↓↓↓

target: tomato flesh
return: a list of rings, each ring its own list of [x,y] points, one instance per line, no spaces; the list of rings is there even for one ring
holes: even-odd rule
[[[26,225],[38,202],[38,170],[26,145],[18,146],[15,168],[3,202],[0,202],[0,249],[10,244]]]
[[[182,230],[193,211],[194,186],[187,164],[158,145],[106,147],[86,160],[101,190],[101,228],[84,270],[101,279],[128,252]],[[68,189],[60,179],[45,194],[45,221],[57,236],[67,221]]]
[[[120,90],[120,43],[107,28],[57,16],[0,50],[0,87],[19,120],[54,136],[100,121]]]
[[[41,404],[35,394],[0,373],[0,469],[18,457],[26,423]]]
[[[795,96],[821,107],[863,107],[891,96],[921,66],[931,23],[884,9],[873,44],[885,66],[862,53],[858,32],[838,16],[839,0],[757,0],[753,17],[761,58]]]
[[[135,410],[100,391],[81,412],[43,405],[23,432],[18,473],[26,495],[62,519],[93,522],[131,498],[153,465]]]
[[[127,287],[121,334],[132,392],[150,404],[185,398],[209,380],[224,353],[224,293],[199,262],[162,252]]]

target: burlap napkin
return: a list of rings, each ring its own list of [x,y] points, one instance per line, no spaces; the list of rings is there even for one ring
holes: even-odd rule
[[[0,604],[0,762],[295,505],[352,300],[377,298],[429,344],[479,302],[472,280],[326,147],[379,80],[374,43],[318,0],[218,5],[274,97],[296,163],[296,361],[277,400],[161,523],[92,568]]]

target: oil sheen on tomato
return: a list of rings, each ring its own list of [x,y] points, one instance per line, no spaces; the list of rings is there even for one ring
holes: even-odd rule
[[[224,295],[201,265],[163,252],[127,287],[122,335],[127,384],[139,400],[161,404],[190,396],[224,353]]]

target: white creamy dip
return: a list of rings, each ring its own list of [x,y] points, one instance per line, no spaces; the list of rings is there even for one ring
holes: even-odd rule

↑↑↑

Written exercise -
Could you rewrite all the material above as a numbered list, one line per item, with the blank lines left out?

Answer for this exercise -
1. target: tomato flesh
2. return: a list of rings, each ring its own list of [x,y] points, one instance per line, no spaces; the list of rings is there even for one ring
3. holes: even-odd rule
4. [[[26,225],[38,202],[38,170],[26,145],[18,146],[15,168],[3,202],[0,202],[0,249],[10,244]]]
5. [[[182,230],[193,211],[194,186],[187,164],[158,145],[106,147],[86,160],[101,190],[101,228],[84,270],[101,279],[128,252]],[[68,189],[60,179],[45,194],[45,221],[57,236],[67,221]]]
6. [[[120,90],[120,43],[107,28],[57,16],[0,50],[0,87],[19,120],[54,136],[100,121]]]
7. [[[41,404],[35,394],[0,373],[0,469],[18,457],[26,423]]]
8. [[[795,96],[821,107],[863,107],[891,96],[921,66],[931,23],[884,9],[873,44],[885,66],[862,53],[858,32],[838,16],[839,0],[757,0],[753,17],[761,58]]]
9. [[[135,410],[100,391],[81,412],[43,405],[23,432],[18,473],[26,495],[62,519],[93,522],[131,498],[153,465]]]
10. [[[127,287],[121,334],[132,392],[150,404],[185,398],[209,380],[224,353],[224,293],[199,262],[162,252]]]
11. target: burlap napkin
12. return: a list of rings, each ring its own list of [x,y] points, one instance per line, no spaces; the list of rings is there even for one ring
13. holes: even-odd rule
14. [[[0,604],[0,762],[295,505],[352,300],[377,298],[429,344],[479,302],[472,280],[326,147],[379,80],[374,43],[318,0],[218,5],[274,97],[296,163],[296,361],[277,400],[161,523],[92,568]]]
15. target: oil sheen on tomato
16. return: a list of rings, each ring its own list of [x,y] points, one instance per line, no spaces; the list of rings is there even for one ring
17. holes: even-odd rule
18. [[[224,295],[201,265],[163,252],[127,287],[122,335],[127,384],[139,400],[161,404],[190,396],[224,353]]]
19. target: white creamy dip
20. return: a list of rings, each ring its own list of [x,y] points, one instance per line, no spaces; the list of rings is there even for one ring
21. holes: even-odd rule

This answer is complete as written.